__What this task involves__. Give back the records below verbatim, please, but without a single image.
------------------------------------
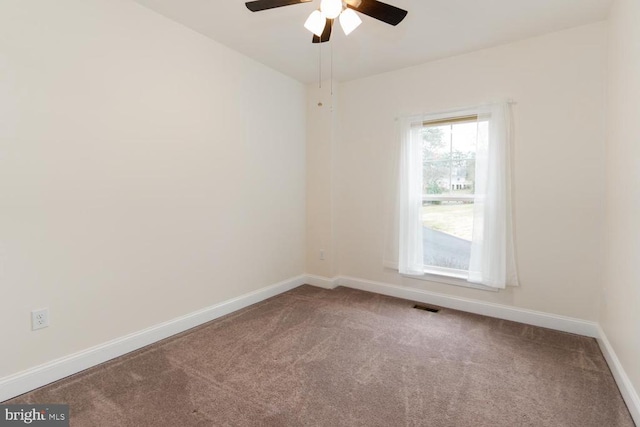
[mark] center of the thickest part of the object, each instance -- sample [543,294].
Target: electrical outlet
[39,319]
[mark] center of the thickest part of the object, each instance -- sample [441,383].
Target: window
[448,155]
[454,204]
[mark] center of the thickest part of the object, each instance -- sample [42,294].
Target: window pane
[448,227]
[436,142]
[463,176]
[437,177]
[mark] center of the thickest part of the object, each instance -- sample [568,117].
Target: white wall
[145,172]
[620,308]
[558,82]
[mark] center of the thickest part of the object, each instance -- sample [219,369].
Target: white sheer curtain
[492,261]
[492,258]
[410,252]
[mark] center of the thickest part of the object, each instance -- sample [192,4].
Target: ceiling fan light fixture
[316,23]
[349,21]
[331,8]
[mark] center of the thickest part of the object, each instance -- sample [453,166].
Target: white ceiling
[433,29]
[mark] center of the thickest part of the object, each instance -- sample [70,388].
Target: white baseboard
------------------------------------
__Result for this exercise__.
[mark] center of the thickest part of the object, each instance -- sample [543,294].
Target: electrical outlet
[39,319]
[mark] center of the thickest part of the object, each instance -- sample [441,383].
Target: window
[448,155]
[454,204]
[mark] center of the thickest part of the object, each instance -- sample [42,294].
Target: window pane
[448,227]
[436,142]
[463,176]
[437,177]
[mark] center of the thickest part of the object, each instance -- sample [568,117].
Target: white wall
[145,172]
[620,308]
[558,82]
[mark] center of the thickest part of the object, each instance -- sample [219,369].
Target: white sheer curtain
[492,261]
[492,258]
[410,252]
[mark] center of the thickest part of the object, each instance -- sample [192,4].
Target: ceiling fan light fixture
[316,23]
[349,21]
[331,8]
[mark] center of the thickest part of the object, each instance -- sample [453,166].
Target: white ceiling
[433,29]
[mark] center of the thickest part of the object, each instance -- sample [70,388].
Target: white baseboard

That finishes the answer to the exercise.